- [What is expected]
Extract the text of each entry below exactly, leaving every image behind.

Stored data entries
● ● ●

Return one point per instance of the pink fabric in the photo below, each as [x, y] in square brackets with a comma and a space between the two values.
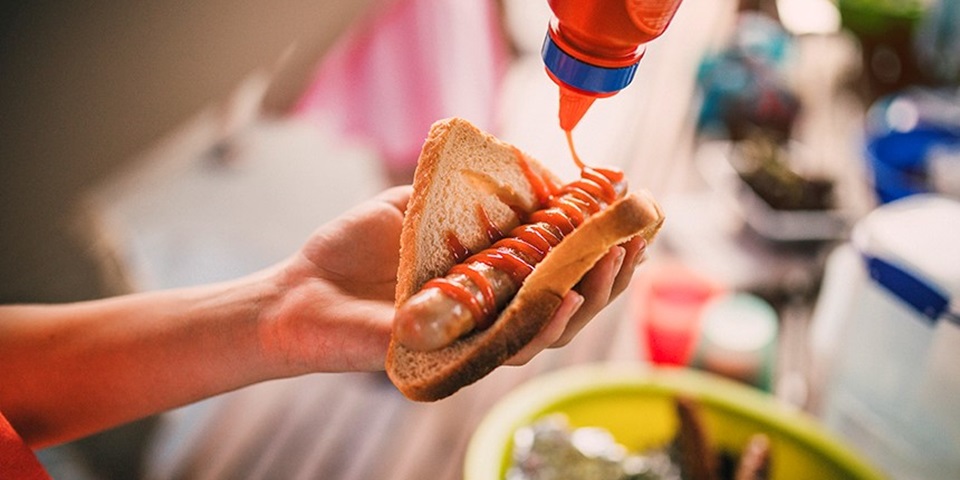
[17, 461]
[411, 63]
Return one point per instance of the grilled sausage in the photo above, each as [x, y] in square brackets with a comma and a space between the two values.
[473, 292]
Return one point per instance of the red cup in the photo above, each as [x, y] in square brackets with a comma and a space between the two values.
[668, 311]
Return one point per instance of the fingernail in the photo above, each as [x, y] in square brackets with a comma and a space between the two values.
[577, 301]
[641, 252]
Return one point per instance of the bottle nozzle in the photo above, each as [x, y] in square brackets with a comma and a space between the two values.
[573, 105]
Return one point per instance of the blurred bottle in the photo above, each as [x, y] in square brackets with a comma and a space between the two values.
[886, 338]
[593, 47]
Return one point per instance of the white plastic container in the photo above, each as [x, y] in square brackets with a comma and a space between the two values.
[886, 332]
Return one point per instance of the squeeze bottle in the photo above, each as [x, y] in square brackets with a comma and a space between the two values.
[592, 48]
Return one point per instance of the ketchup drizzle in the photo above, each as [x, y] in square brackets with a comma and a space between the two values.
[561, 211]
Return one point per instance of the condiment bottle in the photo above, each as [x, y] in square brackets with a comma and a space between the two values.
[592, 48]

● ● ●

- [Output of the task]
Return one point per instance of the pink fabric in the photo below, each as [x, y] in square brackets with a comma and a space between the two values.
[17, 461]
[411, 63]
Return one point per instance of the grilled sausage in the photo above, each as [x, y] in square brackets with a comma and a space between the two values.
[473, 292]
Return one point per instance of the red cup in the photo above, each as [x, y] in square brackets with a comma and a space between the two values.
[668, 311]
Return one point per instance of the fingernail in the photo above, each as [x, y] in square brackets with a comma and a space between the two values.
[577, 301]
[641, 252]
Return one point per instance of the bottle nozzle in the photo above, each as [x, y] in square brackets with a comma and a space between the two values.
[573, 105]
Return one point per instance of the blurred bottle in the photo above, each as [x, y] in square brackets with a comma and a space between the two values.
[886, 338]
[593, 47]
Return one point per instance of the white plastic container in the photo above, each as [x, y] in square brackets with a comma and a space between the two values.
[886, 332]
Return one point per instance of the squeeze bottle in the photo above, each as [x, y] in square brackets with a comma and a space between the two values.
[592, 48]
Return one point per instance of the ketchup drizzle in the photo above, each as [x, y] in square brackets with a comma and a space between the two values.
[561, 211]
Return one point per instance of the condiment bottle in the photo above, each as [x, y] in square brackets with a comma and a space between the two values.
[592, 48]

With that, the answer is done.